→ Exercise
Please retype every line of the entries below as they appear, leaving out the pictures.

==== Dataset excerpts ====

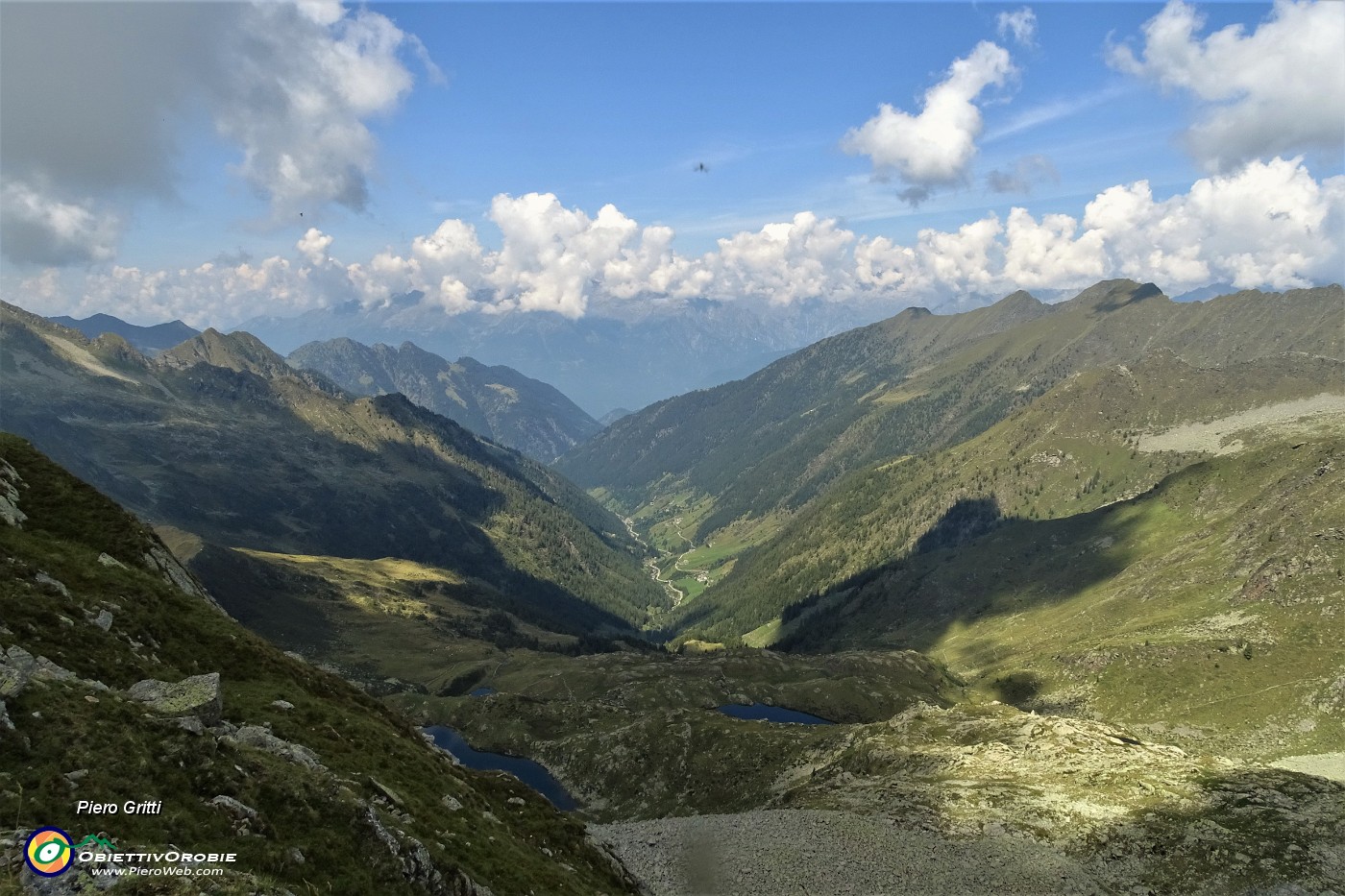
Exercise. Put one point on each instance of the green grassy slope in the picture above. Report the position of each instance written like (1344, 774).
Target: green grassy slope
(77, 557)
(221, 439)
(912, 383)
(497, 402)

====

→ Correct result
Exercise. Put one point on each instance of the green grassy slope in the picture above. Report the position of each instance written like (1344, 774).
Target: green grassy slope
(77, 557)
(221, 439)
(912, 383)
(497, 402)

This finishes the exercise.